**Page excerpt**:
+++

Joseph Lauren, Program Director, interviewed in the Globe and Mail.
Read the article in the Globe and Mail
Ontario’s justice system is a leading cause of surging homelessness in the province, according to a new survey by Canada’s leading prisoners’ rights organization set to be released on Tuesday.
The John Howard Society of Ontario canvassed 175 people with a history of homelessness and justice involvement and found that 41 per cent cited cops and courts as the reason for their loss of housing.
“When people exit the justice system, they don’t often have access to housing and other critical reintegration supports,” said Safiyah Husein, the organization’s director of policy. “Because of that, they end up sleeping on the streets, relying on costly emergency services like the ER and potentially ending up back in the justice system. From a public safety perspective, it serves us best to ensure folks leaving corrections have a place to stay.”
Last year, a Globe analysis of provincial jail data found that the proportion of people being released into homelessness had nearly doubled between 2016 and 2022 – from 8.8 per cent to 17.3 per cent.
The John Howard findings show how an experience with the justice system can spell economic disaster. Social assistance money is generally cut off as soon as someone lands in jail, regardless of whether they’re found guilty.
Of the respondents, 40 per cent said they had a private dwelling before being jailed. Upon release, that percentage dropped by half. The report urges Ontario to continue paying benefits to people who spend short stints in jail, to strengthen release planning and to improve the province’s patchwork of community integration services.
“People entering incarceration often lose their employment income, social supports, medications and identification,” the report states.

+++

**Referring expression data**:

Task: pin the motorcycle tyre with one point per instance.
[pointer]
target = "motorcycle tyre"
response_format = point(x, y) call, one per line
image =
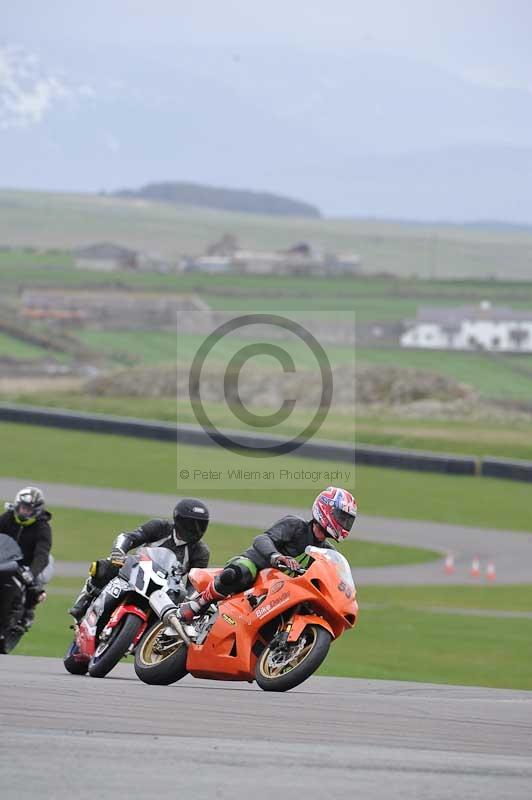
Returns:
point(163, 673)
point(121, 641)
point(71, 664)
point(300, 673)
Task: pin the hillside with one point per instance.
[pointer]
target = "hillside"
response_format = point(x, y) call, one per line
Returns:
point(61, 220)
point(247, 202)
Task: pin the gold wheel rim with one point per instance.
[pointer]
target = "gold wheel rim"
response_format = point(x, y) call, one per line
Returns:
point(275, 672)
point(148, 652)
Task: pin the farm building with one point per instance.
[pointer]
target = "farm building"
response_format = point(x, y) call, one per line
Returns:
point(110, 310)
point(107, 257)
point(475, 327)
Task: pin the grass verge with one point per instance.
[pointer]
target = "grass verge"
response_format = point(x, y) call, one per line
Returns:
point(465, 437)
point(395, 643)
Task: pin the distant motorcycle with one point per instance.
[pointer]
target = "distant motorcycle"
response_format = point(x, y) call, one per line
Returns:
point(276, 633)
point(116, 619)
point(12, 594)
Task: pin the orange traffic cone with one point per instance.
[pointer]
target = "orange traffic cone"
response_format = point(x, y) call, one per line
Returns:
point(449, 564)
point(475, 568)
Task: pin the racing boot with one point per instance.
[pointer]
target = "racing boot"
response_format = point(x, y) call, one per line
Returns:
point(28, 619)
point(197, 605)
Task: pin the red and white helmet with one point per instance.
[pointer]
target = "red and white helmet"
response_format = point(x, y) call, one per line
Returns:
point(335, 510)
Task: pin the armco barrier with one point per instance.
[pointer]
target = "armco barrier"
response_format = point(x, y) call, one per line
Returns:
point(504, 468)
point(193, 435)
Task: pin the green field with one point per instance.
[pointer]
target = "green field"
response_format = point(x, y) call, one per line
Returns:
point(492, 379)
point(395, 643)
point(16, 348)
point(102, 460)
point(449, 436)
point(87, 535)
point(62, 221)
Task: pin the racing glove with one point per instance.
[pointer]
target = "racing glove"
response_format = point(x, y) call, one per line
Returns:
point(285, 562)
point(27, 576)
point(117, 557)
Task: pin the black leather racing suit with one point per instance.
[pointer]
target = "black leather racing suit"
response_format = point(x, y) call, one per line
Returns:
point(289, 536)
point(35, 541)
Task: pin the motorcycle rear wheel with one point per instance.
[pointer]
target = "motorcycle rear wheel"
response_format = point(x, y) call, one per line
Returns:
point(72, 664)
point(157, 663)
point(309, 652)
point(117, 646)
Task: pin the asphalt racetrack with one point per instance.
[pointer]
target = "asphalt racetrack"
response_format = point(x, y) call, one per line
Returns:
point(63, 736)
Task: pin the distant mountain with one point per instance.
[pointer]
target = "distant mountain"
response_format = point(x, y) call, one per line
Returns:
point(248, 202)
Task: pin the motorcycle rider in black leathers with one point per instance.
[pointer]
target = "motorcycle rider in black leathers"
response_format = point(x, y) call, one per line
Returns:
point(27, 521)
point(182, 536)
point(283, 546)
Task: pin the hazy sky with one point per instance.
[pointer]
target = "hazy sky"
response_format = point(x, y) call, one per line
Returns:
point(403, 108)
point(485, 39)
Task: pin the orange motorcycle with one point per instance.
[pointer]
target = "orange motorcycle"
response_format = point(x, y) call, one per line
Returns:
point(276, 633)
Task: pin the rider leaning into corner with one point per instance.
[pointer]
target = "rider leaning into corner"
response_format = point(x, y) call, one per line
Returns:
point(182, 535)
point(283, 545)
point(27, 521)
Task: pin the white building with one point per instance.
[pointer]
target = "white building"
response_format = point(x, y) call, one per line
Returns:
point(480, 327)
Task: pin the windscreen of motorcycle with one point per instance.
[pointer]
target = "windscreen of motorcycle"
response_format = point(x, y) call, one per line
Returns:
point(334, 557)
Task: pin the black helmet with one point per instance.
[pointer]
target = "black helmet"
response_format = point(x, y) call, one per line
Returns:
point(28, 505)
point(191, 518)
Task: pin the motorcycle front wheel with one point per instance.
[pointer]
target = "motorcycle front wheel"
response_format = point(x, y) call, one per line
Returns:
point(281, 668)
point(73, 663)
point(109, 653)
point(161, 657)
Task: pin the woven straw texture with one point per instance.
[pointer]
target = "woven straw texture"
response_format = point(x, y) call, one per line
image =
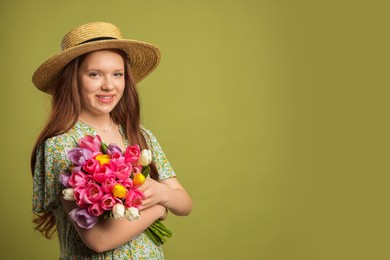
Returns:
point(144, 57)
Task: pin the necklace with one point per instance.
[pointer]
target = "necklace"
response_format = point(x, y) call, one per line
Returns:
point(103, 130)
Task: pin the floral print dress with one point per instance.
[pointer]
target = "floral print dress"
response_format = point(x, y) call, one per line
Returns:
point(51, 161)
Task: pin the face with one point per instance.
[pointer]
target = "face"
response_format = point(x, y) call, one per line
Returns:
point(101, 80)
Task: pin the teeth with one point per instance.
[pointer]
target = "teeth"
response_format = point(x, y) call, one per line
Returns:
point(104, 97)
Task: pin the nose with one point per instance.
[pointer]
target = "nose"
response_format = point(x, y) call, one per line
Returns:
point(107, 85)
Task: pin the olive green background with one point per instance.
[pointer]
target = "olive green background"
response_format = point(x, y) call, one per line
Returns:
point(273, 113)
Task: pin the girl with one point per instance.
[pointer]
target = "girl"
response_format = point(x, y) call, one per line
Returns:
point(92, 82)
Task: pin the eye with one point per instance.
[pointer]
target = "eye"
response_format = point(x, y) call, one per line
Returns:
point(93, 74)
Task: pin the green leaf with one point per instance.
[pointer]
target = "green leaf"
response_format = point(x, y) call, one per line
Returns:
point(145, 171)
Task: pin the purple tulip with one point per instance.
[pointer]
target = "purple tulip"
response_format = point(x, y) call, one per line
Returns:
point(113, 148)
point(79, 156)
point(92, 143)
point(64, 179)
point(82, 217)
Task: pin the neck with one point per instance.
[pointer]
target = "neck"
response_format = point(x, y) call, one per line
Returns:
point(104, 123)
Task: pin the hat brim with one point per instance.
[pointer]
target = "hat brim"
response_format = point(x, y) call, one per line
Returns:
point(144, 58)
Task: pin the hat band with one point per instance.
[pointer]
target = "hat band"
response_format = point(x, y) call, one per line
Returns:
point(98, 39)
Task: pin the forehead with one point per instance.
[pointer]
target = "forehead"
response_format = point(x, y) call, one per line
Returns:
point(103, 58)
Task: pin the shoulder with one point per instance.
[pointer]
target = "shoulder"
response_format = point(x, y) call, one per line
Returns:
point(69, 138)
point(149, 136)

+++

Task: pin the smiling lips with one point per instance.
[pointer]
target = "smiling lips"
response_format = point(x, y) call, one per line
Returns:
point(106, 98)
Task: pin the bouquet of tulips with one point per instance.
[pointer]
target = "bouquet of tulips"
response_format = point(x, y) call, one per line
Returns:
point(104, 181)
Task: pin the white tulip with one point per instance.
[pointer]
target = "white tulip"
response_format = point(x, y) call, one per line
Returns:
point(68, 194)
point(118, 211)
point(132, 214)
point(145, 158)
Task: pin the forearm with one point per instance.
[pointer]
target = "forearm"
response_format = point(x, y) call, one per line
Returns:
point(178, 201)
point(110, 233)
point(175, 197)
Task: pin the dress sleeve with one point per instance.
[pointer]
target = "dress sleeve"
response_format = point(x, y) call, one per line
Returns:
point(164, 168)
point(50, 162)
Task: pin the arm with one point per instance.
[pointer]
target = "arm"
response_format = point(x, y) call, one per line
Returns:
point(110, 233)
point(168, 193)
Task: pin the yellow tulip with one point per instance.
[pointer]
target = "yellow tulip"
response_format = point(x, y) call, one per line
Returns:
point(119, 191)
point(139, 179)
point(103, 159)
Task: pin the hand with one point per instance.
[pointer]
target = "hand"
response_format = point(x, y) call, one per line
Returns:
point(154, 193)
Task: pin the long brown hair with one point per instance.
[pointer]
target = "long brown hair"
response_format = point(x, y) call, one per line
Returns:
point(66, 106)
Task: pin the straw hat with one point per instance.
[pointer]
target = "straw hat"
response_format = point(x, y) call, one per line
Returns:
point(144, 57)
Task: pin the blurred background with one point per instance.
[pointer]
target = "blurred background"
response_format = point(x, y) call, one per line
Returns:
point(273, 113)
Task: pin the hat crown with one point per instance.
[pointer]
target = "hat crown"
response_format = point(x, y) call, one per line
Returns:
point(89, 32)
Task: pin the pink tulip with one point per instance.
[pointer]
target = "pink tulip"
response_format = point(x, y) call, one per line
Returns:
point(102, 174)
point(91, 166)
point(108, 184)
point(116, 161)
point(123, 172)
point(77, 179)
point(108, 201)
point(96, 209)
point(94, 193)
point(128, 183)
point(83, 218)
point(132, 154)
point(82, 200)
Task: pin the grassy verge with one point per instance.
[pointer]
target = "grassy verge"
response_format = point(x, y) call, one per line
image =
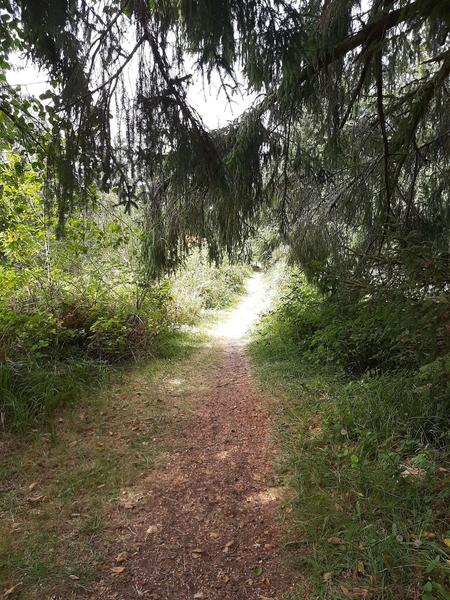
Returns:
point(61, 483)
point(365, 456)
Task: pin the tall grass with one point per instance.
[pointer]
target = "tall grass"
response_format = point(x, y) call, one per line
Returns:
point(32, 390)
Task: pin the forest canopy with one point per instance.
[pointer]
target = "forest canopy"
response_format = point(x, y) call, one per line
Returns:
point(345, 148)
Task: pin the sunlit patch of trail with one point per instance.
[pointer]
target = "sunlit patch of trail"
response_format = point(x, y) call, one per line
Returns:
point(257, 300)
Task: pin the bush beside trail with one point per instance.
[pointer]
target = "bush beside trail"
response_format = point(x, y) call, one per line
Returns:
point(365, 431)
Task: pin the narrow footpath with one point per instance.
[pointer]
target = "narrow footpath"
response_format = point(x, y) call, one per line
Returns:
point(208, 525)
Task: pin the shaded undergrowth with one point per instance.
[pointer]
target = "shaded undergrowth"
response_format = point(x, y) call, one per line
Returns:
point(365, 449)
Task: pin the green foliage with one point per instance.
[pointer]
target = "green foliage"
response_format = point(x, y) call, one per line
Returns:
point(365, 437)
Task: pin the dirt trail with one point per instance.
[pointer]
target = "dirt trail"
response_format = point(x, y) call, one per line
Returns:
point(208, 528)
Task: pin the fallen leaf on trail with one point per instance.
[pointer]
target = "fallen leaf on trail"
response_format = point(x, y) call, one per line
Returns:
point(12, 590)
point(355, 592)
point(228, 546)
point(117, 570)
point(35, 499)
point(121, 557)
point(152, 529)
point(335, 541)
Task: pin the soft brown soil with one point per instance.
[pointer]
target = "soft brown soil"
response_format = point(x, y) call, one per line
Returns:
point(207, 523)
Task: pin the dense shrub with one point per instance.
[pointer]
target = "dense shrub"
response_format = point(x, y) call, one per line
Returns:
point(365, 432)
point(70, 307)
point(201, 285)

+++

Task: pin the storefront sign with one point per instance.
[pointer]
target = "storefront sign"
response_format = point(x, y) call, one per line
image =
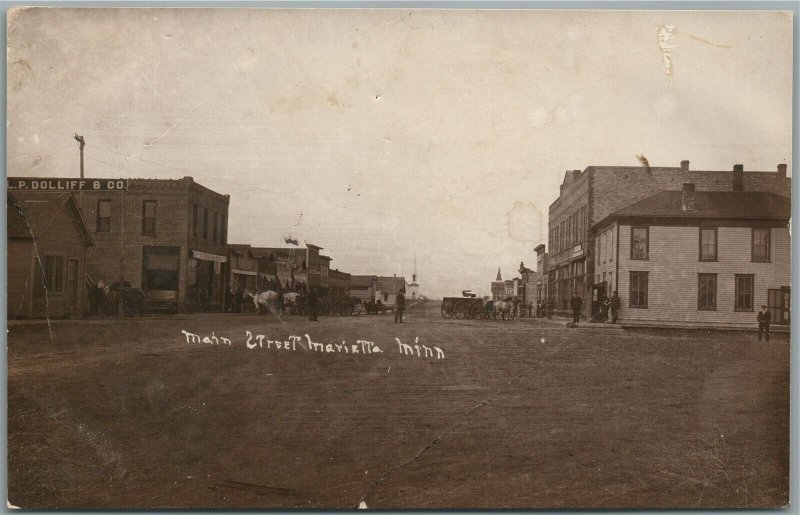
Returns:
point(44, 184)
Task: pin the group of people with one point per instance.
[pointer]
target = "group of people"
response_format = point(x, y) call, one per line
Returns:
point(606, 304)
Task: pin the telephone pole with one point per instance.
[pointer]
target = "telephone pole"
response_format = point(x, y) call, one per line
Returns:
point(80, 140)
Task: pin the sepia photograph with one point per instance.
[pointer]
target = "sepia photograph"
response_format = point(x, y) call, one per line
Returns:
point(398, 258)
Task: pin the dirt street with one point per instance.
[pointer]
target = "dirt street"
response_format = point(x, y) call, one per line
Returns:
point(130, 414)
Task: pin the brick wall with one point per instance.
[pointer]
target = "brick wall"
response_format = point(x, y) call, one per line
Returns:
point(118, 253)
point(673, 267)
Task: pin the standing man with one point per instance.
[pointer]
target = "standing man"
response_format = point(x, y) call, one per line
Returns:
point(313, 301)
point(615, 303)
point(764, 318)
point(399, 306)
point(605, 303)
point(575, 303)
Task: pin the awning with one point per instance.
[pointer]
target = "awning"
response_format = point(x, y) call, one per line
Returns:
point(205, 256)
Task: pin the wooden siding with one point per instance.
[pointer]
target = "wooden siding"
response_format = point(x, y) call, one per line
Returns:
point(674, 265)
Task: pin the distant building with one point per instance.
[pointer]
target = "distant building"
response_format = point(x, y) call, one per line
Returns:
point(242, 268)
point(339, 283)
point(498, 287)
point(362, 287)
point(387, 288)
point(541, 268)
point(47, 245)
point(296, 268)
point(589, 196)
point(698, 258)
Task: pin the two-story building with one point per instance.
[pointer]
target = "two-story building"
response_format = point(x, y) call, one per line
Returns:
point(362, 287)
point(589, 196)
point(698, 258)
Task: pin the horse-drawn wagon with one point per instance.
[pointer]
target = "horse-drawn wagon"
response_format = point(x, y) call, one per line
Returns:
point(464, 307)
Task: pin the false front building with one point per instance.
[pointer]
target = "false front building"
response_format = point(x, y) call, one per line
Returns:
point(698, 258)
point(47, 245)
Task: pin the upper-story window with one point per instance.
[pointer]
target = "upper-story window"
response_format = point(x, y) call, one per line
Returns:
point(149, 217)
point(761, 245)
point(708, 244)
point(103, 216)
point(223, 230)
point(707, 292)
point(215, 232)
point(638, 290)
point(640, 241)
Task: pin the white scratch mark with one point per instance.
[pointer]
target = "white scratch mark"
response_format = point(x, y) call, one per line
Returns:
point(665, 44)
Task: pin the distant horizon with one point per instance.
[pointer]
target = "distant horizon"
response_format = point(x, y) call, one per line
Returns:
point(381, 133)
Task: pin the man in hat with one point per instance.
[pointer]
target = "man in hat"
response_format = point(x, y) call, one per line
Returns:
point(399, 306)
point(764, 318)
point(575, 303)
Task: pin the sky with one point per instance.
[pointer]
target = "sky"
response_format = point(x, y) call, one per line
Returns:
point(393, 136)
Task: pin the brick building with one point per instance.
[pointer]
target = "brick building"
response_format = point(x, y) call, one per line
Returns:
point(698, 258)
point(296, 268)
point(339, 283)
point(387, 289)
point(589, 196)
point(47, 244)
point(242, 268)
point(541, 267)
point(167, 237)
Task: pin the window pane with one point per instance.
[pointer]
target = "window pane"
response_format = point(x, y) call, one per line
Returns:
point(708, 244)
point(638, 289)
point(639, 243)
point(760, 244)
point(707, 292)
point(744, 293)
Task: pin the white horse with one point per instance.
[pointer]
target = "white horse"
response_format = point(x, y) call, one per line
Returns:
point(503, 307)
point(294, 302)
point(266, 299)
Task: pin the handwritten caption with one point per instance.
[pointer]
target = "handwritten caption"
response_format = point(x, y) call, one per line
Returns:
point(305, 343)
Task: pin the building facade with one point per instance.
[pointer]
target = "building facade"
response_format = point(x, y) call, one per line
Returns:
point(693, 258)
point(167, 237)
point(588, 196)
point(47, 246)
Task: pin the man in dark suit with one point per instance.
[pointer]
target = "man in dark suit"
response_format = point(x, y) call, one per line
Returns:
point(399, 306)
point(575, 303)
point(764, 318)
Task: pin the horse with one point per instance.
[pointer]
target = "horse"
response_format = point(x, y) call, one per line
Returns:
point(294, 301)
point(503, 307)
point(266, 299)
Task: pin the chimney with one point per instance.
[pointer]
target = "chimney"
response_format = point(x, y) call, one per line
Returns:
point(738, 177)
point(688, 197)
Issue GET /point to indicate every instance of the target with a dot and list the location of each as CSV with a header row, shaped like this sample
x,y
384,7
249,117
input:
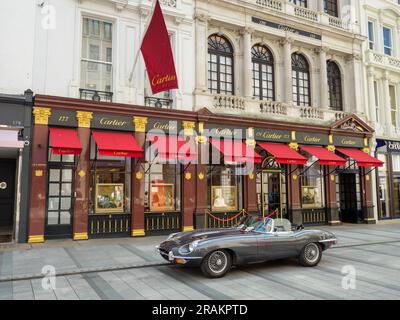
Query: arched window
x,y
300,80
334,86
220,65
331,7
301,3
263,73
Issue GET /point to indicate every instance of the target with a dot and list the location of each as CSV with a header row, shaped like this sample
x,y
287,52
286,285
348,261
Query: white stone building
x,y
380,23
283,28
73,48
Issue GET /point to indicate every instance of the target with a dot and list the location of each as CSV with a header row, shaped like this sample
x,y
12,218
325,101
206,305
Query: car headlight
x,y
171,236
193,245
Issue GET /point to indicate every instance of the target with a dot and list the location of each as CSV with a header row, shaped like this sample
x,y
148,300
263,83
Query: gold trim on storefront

+++

**Requirement A**: Copy out part of the homelessness article word for word, starting at the words "The John Howard Society" and ending after "loss of housing.".
**Requirement B**: Write the next part of the homelessness article, picking up right after its last sentence.
The lines above come from a different source than the homelessness article.

**Response A**:
The John Howard Society of Ontario canvassed 175 people with a history of homelessness and justice involvement and found that 41 per cent cited cops and courts as the reason for their loss of housing.

**Response B**:
John Howard researchers also surveyed justice and housing service providers, who told them that their number-one need is affordable housing options. The broader housing affordability crisis in Ontario means landlords often have their choice of well-qualified tenants. Those with criminal records are unlikely to make the cut.
“Rooming houses will not discriminate against you, but if you’re trying to live in a normal condo or apartment you will face discrimination 100 per cent of the time, and openly to your face,” said Joseph Lauren, program director for Restorative Justice Housing Ontario (RJHO), an organization that rents five homes in the Greater Toronto Area that it sublets out to recently released prisoners from the federal and provincial systems.
Mr. Lauren says there’s a need for thousands more beds given the daily applications he gets from people looking for housing after incarceration.
The report recommends that the province invest in an array of housing options for people leaving jail and points to the successful bail bed program in Ottawa that provides both supervision and housing for people on bail. Bail-bed clients have access to services supporting mental health and employment as well.
Earlier this year, the province put out a call for proposals to create 30 more beds for released prisoners in the central region of the province.